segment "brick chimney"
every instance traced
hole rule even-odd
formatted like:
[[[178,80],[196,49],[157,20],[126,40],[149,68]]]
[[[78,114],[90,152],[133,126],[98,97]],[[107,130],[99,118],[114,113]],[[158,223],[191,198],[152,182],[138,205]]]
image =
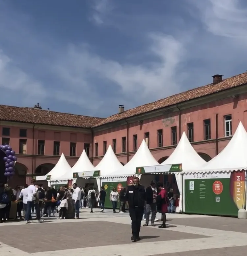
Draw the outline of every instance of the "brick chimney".
[[[222,81],[222,78],[223,76],[221,75],[215,75],[212,76],[213,83],[214,85],[216,85]]]
[[[118,113],[121,114],[124,112],[124,106],[123,105],[119,105],[118,106]]]

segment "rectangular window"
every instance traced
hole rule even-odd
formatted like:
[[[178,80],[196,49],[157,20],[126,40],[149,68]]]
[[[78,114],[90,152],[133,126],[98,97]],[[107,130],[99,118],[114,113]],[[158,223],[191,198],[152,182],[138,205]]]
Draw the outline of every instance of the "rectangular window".
[[[133,150],[137,150],[137,135],[133,135]]]
[[[27,136],[27,130],[26,129],[20,129],[19,136],[26,137]]]
[[[38,155],[44,155],[44,140],[38,140]]]
[[[211,124],[210,119],[206,119],[203,122],[204,123],[204,139],[211,139]]]
[[[20,139],[19,143],[19,154],[27,154],[27,140]]]
[[[103,155],[105,155],[107,151],[107,142],[106,140],[103,141]]]
[[[69,155],[71,157],[76,156],[76,143],[70,142],[70,153]]]
[[[113,139],[112,140],[112,149],[113,152],[116,154],[117,151],[117,139]]]
[[[94,150],[94,156],[97,157],[98,156],[98,142],[95,143]]]
[[[90,156],[90,143],[84,143],[84,149],[87,155],[89,157]]]
[[[189,141],[192,142],[194,141],[194,125],[193,123],[187,124],[188,137]]]
[[[232,115],[228,115],[224,117],[225,119],[225,136],[231,136],[233,135],[232,129]]]
[[[144,137],[145,138],[145,141],[146,142],[146,144],[148,146],[148,147],[149,148],[149,132],[145,132],[144,133]]]
[[[60,155],[60,141],[53,142],[53,155]]]
[[[2,138],[2,145],[9,145],[10,140],[10,139],[9,138]]]
[[[163,146],[163,130],[161,129],[157,131],[158,135],[158,147],[160,147]]]
[[[122,138],[122,152],[125,153],[126,152],[126,137]]]
[[[7,127],[3,127],[2,135],[3,136],[10,136],[10,128]]]
[[[172,132],[172,145],[176,145],[177,144],[177,126],[173,126],[171,127],[171,130]]]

* **Stated task**: Convert every line of the records above into a JSON list of strings, one string per line, with blank lines skipped and the pictures left out.

* **Result for this task**:
[
  "segment \"brick chimney\"",
  "every instance traced",
  "hole rule even-odd",
  "formatted like:",
  "[[[178,80],[196,49],[157,20],[126,40],[149,68]]]",
  "[[[78,114],[90,152],[133,126],[98,97]],[[107,130],[99,118],[114,113]],[[158,223],[191,198],[152,182],[138,205]]]",
  "image =",
  "Draw the outline of every instance of the \"brick chimney\".",
  "[[[222,81],[222,78],[223,76],[221,75],[215,75],[212,76],[213,83],[214,85],[216,85]]]",
  "[[[118,113],[121,114],[124,112],[124,106],[123,105],[119,105],[118,106]]]",
  "segment \"rectangular window\"",
  "every instance traced",
  "hole rule even-odd",
  "formatted like:",
  "[[[178,80],[196,49],[157,20],[126,40],[149,68]]]",
  "[[[78,114],[90,152],[133,126],[98,97]],[[107,130],[99,118],[114,113]],[[158,223],[191,198],[152,182],[138,205]]]",
  "Draw the outline of every instance of the \"rectangular window\".",
  "[[[133,150],[137,150],[137,135],[133,135]]]",
  "[[[27,136],[27,130],[26,129],[20,129],[19,136],[26,137]]]",
  "[[[38,155],[44,155],[44,140],[38,140]]]",
  "[[[211,124],[210,119],[206,119],[203,122],[204,123],[204,139],[211,139]]]",
  "[[[20,139],[19,143],[19,154],[27,154],[27,140]]]",
  "[[[103,155],[105,155],[107,151],[107,142],[106,140],[103,141]]]",
  "[[[69,155],[71,157],[76,156],[76,143],[70,142],[70,153]]]",
  "[[[113,139],[112,140],[112,149],[113,152],[116,154],[117,151],[117,139]]]",
  "[[[94,150],[94,156],[97,157],[98,156],[98,142],[95,143]]]",
  "[[[90,156],[90,143],[84,143],[84,149],[87,155],[89,157]]]",
  "[[[189,141],[192,142],[194,141],[194,125],[193,123],[187,124],[188,137]]]",
  "[[[232,115],[228,115],[224,117],[225,119],[225,136],[231,136],[233,135],[232,129]]]",
  "[[[144,137],[145,138],[145,141],[146,142],[146,144],[148,146],[148,147],[149,148],[149,132],[145,132],[144,133]]]",
  "[[[60,155],[60,141],[53,142],[53,155]]]",
  "[[[2,138],[2,145],[9,145],[10,140],[10,139],[9,138]]]",
  "[[[163,146],[163,130],[161,129],[157,131],[158,135],[158,147],[160,147]]]",
  "[[[122,138],[122,152],[125,153],[126,152],[126,137]]]",
  "[[[7,127],[3,127],[2,135],[3,136],[10,136],[10,128]]]",
  "[[[172,132],[172,145],[176,145],[177,144],[177,126],[173,126],[171,127],[171,130]]]"
]